--- Start of EXTRACTED TEXT ---

Ha, it's totally a Ren and Stimpy reference. He mistakes a bar of soap for his childhood ice cream.

I haven't really used perfume, but I have sampled quite a bit of oils for simple dilutions to use on myself when feeling fancy (simple jasmine, maybe just clove bud, and I have made a bug repellent once with a few eo's in it). I've been clustering the bottles of eo together the same way I do with cooking spices, and from there see what would be the best combinations. Or I dot tiny amounts on my skin. So far, I've mostly been doing more theory than practice as I really begin doing this.


----------



## DianaMoon (Mar 23, 2018)

beloved_icecream_bar said:


> Ha, it's totally a Ren and Stimpy reference. He mistakes a bar of soap for his childhood ice cream.
> 
> I haven't really used perfume, but I have sampled quite a bit of oils for simple dilutions to use on myself when feeling fancy (simple jasmine, maybe just clove bud, and I have made a bug repellent once with a few eo's in it). I've been clustering the bottles of eo together the same way I do with cooking spices, and from there see what would be the best combinations. Or I dot tiny amounts on my skin. So far, I've mostly been doing more theory than practice as I really begin doing this.



There's lots of info on the net about perfumery.


----------

--- End of EXTRACTED TEXT ---

-- GOAL A --
Sum up the forum thread in two sentences.
-- GOAL B --
Please retype the passage of the forum thread that begins at the words "## DianaMoon (Mar" and stops after "net about perfumery.", with no changes.

--- Start of RAW RECORDS ---

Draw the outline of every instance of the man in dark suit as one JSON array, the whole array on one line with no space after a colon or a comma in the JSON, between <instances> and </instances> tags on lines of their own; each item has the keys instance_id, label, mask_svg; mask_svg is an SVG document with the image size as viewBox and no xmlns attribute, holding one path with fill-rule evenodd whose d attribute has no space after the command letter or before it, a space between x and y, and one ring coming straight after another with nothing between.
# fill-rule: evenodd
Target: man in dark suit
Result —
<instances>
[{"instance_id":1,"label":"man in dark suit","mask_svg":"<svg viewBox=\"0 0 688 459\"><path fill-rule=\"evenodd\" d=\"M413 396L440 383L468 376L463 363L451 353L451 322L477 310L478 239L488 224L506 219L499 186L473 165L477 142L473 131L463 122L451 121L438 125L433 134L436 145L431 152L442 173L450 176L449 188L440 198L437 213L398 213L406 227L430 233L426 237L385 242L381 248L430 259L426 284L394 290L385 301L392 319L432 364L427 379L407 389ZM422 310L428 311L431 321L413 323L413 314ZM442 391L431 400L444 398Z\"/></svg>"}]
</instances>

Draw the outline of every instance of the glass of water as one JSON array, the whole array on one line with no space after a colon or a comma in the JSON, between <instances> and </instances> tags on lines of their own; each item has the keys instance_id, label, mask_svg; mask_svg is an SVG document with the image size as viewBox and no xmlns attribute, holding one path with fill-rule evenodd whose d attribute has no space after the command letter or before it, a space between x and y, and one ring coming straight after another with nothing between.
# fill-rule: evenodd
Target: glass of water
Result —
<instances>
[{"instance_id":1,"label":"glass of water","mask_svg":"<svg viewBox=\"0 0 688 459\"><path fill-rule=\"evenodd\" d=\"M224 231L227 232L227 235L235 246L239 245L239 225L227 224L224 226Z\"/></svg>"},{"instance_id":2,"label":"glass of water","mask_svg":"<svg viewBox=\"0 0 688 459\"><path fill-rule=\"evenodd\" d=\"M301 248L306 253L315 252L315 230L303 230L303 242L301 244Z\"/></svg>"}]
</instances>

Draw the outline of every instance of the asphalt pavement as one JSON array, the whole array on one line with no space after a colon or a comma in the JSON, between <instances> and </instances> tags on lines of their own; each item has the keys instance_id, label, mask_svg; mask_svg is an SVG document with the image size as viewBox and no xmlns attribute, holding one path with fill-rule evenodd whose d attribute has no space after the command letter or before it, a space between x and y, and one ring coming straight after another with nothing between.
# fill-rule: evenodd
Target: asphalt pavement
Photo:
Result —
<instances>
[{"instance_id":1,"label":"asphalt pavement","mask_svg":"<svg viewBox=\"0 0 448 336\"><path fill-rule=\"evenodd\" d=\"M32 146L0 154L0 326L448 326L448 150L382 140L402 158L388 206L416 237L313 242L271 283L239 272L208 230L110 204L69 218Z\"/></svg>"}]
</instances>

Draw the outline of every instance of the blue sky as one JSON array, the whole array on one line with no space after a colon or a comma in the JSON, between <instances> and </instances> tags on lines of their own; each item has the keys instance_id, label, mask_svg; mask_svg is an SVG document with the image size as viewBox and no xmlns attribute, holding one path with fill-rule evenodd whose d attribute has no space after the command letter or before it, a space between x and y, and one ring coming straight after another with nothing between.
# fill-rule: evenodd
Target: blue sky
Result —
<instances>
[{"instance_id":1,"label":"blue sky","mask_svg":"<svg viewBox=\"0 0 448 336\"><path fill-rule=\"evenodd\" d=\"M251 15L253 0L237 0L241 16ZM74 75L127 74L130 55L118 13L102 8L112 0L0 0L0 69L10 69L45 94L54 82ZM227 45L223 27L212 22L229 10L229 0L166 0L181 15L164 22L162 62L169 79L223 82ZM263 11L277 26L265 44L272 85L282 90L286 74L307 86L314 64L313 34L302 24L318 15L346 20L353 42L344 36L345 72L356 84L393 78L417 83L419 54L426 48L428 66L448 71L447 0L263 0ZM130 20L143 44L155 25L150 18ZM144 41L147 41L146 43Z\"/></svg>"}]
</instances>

--- End of RAW RECORDS ---

-- TASK RESPONSE A --
One poster says something is a Ren and Stimpy reference, in which a character mistakes a bar of soap for his childhood ice cream, and explains that they haven't really used perfume but have sampled oils for simple dilutions, made a bug repellent, clustered bottles like cooking spices to find combinations, and dotted tiny amounts on their skin. They add that so far it has been more theory than practice, and DianaMoon replies that there's lots of info on the net about perfumery.

-- TASK RESPONSE B --
## DianaMoon (Mar 23, 2018)

beloved_icecream_bar said:


> Ha, it's totally a Ren and Stimpy reference. He mistakes a bar of soap for his childhood ice cream.
> 
> I haven't really used perfume, but I have sampled quite a bit of oils for simple dilutions to use on myself when feeling fancy (simple jasmine, maybe just clove bud, and I have made a bug repellent once with a few eo's in it). I've been clustering the bottles of eo together the same way I do with cooking spices, and from there see what would be the best combinations. Or I dot tiny amounts on my skin. So far, I've mostly been doing more theory than practice as I really begin doing this.



There's lots of info on the net about perfumery.